_What is being asked:_ Please convert the records into a two-column CSV with the headers request and answer, one row per record, beginning at the line that contains "the girl in" and stopping at the end of the records. Put each record's text and its answer each in a single quoted field, with line breaks replaced by spaces.

_Records provided:_
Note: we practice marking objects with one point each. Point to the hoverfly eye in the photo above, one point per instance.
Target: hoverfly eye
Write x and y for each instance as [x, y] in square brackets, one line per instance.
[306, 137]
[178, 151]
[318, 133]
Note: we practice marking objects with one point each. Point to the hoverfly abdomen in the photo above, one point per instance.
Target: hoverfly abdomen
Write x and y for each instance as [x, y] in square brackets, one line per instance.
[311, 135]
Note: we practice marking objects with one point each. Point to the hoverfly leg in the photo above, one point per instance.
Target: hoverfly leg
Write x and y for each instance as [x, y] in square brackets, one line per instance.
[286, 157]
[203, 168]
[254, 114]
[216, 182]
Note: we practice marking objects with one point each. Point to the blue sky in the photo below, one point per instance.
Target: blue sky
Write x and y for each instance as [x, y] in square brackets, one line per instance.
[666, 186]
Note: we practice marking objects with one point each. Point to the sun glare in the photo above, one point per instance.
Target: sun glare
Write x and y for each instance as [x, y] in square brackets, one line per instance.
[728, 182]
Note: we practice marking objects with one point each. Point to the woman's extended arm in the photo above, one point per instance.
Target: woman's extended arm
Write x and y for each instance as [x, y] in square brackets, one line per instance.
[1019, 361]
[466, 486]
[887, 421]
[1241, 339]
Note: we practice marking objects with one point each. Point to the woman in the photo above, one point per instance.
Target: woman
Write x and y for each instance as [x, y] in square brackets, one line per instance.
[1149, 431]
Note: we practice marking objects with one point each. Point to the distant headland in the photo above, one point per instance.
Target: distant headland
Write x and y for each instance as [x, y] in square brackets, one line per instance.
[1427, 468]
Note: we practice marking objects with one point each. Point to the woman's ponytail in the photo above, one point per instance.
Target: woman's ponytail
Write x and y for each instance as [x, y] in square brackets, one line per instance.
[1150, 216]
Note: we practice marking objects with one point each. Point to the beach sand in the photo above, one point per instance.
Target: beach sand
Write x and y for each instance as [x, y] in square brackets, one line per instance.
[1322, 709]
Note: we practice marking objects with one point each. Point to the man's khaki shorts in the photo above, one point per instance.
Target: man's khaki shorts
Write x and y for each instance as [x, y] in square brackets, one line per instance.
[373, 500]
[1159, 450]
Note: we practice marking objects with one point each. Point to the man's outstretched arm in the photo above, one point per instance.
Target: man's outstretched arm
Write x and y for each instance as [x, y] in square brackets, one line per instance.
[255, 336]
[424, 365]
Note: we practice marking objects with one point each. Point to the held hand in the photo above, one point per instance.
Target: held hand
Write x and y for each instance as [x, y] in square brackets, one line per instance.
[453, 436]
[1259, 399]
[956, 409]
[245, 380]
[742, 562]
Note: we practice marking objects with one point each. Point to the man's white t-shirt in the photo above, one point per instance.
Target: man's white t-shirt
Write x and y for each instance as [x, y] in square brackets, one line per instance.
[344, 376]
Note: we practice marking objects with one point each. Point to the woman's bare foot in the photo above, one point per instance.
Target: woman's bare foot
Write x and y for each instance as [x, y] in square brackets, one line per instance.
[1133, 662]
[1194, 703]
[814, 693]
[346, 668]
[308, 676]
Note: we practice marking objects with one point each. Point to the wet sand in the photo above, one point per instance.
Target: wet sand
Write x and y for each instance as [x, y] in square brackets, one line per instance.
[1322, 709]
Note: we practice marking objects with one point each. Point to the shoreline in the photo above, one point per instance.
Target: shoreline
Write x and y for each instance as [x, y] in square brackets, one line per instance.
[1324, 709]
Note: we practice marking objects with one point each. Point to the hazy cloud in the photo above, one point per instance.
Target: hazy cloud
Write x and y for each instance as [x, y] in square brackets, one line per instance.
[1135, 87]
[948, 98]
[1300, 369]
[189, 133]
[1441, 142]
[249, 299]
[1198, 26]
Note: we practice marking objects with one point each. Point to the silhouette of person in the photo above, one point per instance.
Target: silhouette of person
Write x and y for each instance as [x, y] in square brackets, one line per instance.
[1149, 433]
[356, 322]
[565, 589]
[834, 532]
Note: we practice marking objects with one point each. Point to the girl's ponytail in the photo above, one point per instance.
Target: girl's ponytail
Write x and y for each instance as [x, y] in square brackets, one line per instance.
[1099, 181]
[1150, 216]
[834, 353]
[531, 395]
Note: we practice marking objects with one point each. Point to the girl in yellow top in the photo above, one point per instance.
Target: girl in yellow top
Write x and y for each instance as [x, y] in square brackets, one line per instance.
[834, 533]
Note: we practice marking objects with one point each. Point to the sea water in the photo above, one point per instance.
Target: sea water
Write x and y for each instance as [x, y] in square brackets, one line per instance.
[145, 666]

_Exercise output:_
request,answer
"Note: we practice marking objects with one point each. Point to the girl in yellow top in the photo above, one point per instance. Target: girl in yellow top Write x and y for each instance as [x, y] in square brackets, one line per instance.","[834, 533]"
"Note: we practice marking objects with one point each. Point to the sea water in the photo above, one point per instance. Target: sea water Write x and y for each instance as [x, y] in square brackets, one line per instance.","[145, 666]"